(What this task involves) Swap "white ceiling" for "pale ceiling" in the items, starting at the line containing "object | black leather strap" and ending at the last of the items, and reproduce only those lines with all else unchanged. Leave the pictures out of your answer.

(Provided data)
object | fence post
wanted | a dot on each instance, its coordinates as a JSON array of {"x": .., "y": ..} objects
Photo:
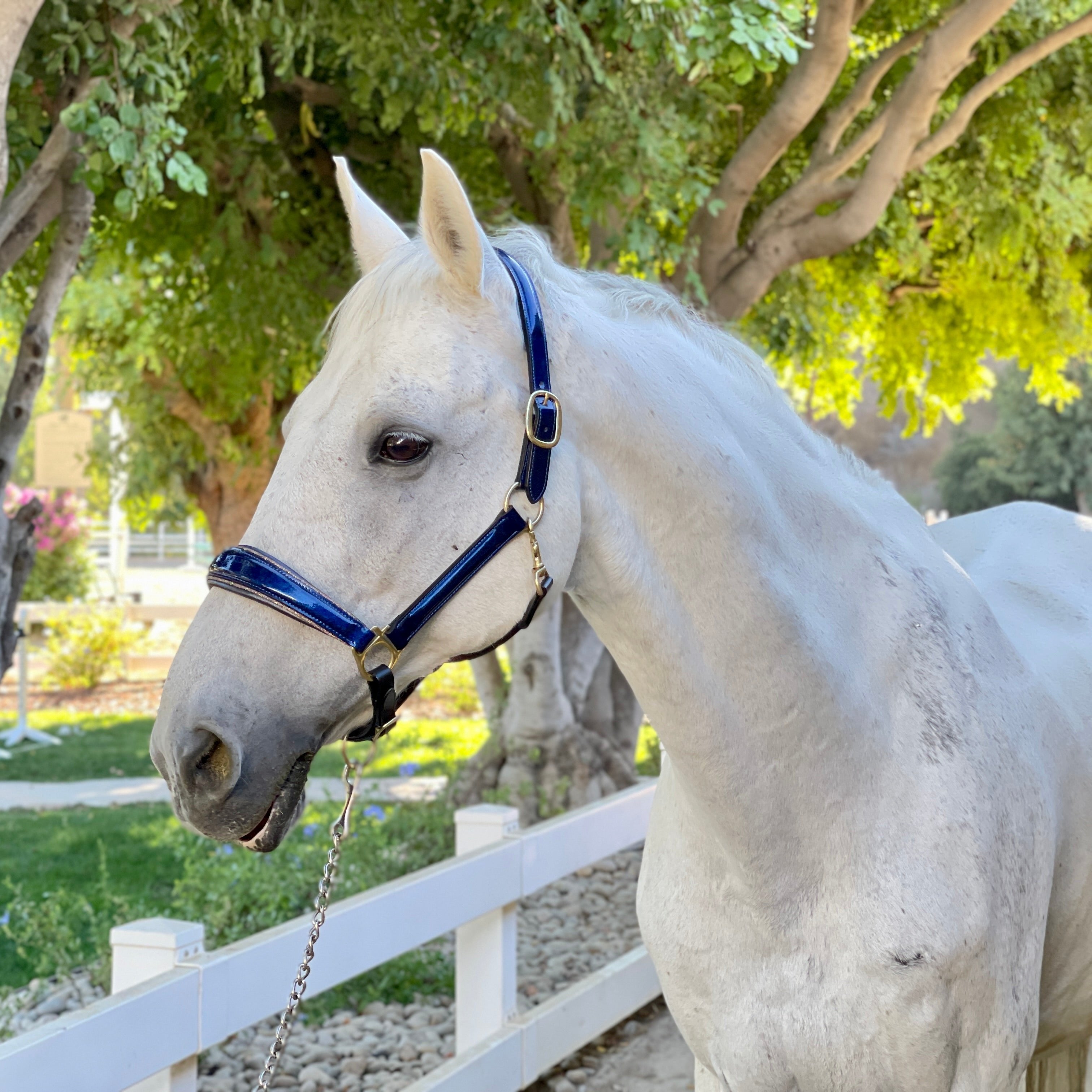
[
  {"x": 142, "y": 950},
  {"x": 485, "y": 948}
]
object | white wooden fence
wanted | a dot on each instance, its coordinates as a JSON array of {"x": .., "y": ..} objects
[{"x": 172, "y": 1000}]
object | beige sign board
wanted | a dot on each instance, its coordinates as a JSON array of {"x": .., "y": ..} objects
[{"x": 61, "y": 443}]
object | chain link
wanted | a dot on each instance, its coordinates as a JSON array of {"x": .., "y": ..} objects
[{"x": 338, "y": 831}]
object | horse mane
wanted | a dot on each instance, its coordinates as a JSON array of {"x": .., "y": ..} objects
[{"x": 567, "y": 292}]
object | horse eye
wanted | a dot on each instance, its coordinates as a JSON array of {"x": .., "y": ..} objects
[{"x": 403, "y": 447}]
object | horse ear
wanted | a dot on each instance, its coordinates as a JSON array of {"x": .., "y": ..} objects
[
  {"x": 448, "y": 224},
  {"x": 375, "y": 234}
]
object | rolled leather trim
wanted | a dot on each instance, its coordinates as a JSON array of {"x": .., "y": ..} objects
[{"x": 258, "y": 576}]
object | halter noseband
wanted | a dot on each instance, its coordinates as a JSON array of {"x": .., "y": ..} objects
[{"x": 263, "y": 578}]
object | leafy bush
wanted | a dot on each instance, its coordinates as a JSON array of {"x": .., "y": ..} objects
[
  {"x": 236, "y": 893},
  {"x": 1036, "y": 452},
  {"x": 83, "y": 648},
  {"x": 62, "y": 567},
  {"x": 452, "y": 685}
]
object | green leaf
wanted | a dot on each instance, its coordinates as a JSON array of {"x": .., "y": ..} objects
[{"x": 123, "y": 149}]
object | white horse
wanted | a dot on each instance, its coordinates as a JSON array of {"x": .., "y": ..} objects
[{"x": 870, "y": 859}]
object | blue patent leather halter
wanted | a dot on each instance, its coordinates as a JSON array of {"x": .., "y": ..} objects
[{"x": 263, "y": 578}]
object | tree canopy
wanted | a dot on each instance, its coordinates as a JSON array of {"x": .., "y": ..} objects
[
  {"x": 1036, "y": 452},
  {"x": 680, "y": 140}
]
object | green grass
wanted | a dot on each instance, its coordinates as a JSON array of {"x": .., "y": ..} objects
[
  {"x": 47, "y": 852},
  {"x": 115, "y": 746},
  {"x": 110, "y": 746},
  {"x": 428, "y": 747}
]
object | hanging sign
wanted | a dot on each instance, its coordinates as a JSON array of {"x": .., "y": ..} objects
[{"x": 61, "y": 445}]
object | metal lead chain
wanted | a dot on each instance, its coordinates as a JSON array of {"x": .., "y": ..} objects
[{"x": 338, "y": 831}]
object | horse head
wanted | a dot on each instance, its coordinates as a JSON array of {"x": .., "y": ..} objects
[{"x": 396, "y": 458}]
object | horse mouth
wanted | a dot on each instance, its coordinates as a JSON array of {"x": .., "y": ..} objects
[{"x": 283, "y": 812}]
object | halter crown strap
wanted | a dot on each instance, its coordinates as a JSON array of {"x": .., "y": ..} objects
[
  {"x": 257, "y": 576},
  {"x": 544, "y": 412}
]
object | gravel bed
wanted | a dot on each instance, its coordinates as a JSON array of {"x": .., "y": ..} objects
[
  {"x": 566, "y": 932},
  {"x": 43, "y": 1001}
]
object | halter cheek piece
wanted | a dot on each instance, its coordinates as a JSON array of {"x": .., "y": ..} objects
[{"x": 257, "y": 576}]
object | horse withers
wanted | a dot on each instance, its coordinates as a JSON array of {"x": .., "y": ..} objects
[{"x": 871, "y": 852}]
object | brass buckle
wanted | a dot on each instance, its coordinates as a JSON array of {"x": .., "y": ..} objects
[
  {"x": 529, "y": 420},
  {"x": 381, "y": 640},
  {"x": 508, "y": 504}
]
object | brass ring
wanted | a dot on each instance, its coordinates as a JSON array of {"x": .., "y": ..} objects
[
  {"x": 529, "y": 420},
  {"x": 508, "y": 504},
  {"x": 380, "y": 639}
]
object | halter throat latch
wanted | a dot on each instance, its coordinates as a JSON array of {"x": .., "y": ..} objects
[{"x": 257, "y": 576}]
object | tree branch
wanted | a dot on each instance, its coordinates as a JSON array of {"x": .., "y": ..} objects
[
  {"x": 43, "y": 213},
  {"x": 906, "y": 124},
  {"x": 956, "y": 125},
  {"x": 186, "y": 408},
  {"x": 551, "y": 212},
  {"x": 804, "y": 91},
  {"x": 861, "y": 94},
  {"x": 309, "y": 91},
  {"x": 16, "y": 25},
  {"x": 35, "y": 179},
  {"x": 34, "y": 346}
]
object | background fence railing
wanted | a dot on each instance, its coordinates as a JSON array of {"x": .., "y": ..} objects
[
  {"x": 189, "y": 545},
  {"x": 172, "y": 1000}
]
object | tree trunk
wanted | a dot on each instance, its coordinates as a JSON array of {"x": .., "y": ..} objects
[
  {"x": 17, "y": 532},
  {"x": 566, "y": 731},
  {"x": 228, "y": 495},
  {"x": 228, "y": 489},
  {"x": 16, "y": 20},
  {"x": 1060, "y": 1073}
]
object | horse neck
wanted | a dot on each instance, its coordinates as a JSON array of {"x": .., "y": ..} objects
[{"x": 744, "y": 574}]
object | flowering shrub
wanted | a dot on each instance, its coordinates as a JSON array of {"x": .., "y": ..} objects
[
  {"x": 83, "y": 648},
  {"x": 62, "y": 568}
]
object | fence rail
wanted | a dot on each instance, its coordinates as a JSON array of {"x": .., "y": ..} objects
[{"x": 163, "y": 1022}]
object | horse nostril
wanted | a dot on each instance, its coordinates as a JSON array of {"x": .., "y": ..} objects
[{"x": 208, "y": 764}]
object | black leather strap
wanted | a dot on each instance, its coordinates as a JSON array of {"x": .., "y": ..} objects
[
  {"x": 534, "y": 461},
  {"x": 258, "y": 576}
]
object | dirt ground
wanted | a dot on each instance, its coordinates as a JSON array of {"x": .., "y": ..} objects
[{"x": 654, "y": 1061}]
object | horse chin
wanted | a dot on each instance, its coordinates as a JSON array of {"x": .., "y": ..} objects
[{"x": 286, "y": 809}]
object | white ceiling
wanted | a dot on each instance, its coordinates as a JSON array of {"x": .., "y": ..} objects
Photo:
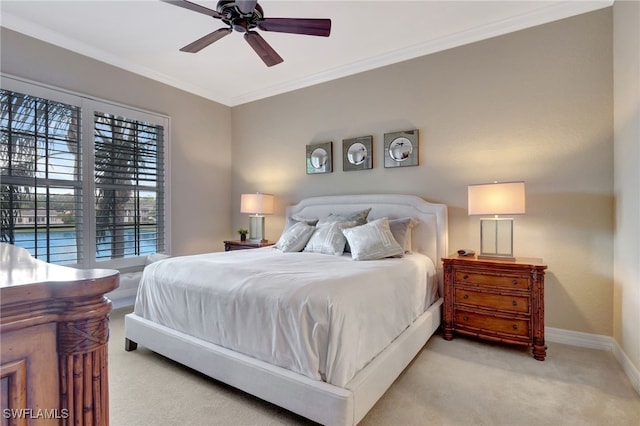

(Response)
object | black leather strap
wanted | a dot on each instance, its coordinates as a JSON array of {"x": .., "y": ..} objects
[
  {"x": 534, "y": 461},
  {"x": 258, "y": 576}
]
object | dirt ground
wanted | a dot on each instance, its coordinates as a JSON array of {"x": .., "y": ..} objects
[{"x": 654, "y": 1061}]
object | horse chin
wanted | a dot on each instance, its coordinates as a JSON array of {"x": .., "y": ..} objects
[{"x": 286, "y": 809}]
object | pale ceiling
wanted | a dot on each instance, its coordinates as a JSON array of {"x": .., "y": ..} objects
Photo:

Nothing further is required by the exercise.